→ **Prompt**
Which of the lines below contain the word "Annotate"? Show every one of them in full.

→ **Data extract**
>> Begin

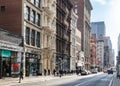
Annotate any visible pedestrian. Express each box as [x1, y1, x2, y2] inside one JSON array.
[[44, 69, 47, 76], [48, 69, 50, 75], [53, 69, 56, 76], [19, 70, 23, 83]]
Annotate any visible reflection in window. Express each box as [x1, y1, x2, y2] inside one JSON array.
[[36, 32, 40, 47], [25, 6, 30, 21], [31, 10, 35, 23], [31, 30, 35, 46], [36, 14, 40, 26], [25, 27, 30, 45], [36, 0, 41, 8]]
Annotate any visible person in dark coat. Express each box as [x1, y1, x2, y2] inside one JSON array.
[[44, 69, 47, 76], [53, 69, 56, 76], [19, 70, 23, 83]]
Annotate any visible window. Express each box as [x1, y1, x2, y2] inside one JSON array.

>> End
>> Begin

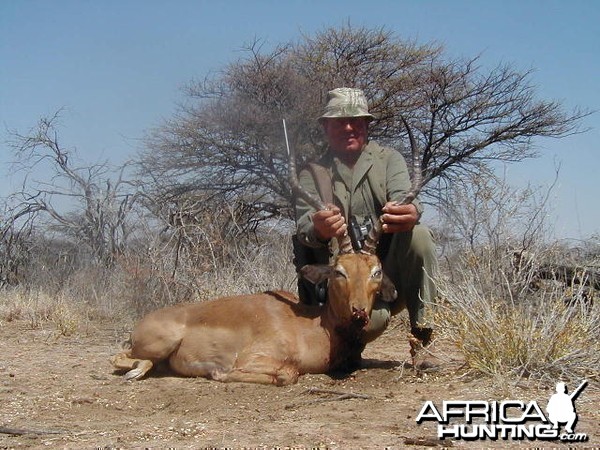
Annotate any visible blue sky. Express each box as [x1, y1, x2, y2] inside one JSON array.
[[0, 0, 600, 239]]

>> End

→ **Task response**
Annotate any visible pedestrian. Express each box as [x1, y1, x2, y2] inside one JSON array.
Annotate any visible reflection in window. Express each box as [x1, y1, x2, y2] inside one JSON array.
Annotate any visible person in dark coat. Express each box as [x1, y1, x2, y2] inside one JSON array.
Annotate any visible window. Express each box as [x1, y1, x2, y2] inside one JSON array.
Annotate any visible blue sky. Express each box as [x1, y1, x2, y2] inside one JSON array.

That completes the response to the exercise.